- _What is being asked_: Read the records below. Copy each line where the string "target" occurs.

Region pointing data
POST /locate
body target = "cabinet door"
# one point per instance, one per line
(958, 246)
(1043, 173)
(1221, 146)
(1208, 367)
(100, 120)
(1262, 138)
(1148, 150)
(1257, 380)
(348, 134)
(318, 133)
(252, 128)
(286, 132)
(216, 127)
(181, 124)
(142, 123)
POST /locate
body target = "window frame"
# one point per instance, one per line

- _Exercise result_:
body target = "cabinet door"
body target = "window frame"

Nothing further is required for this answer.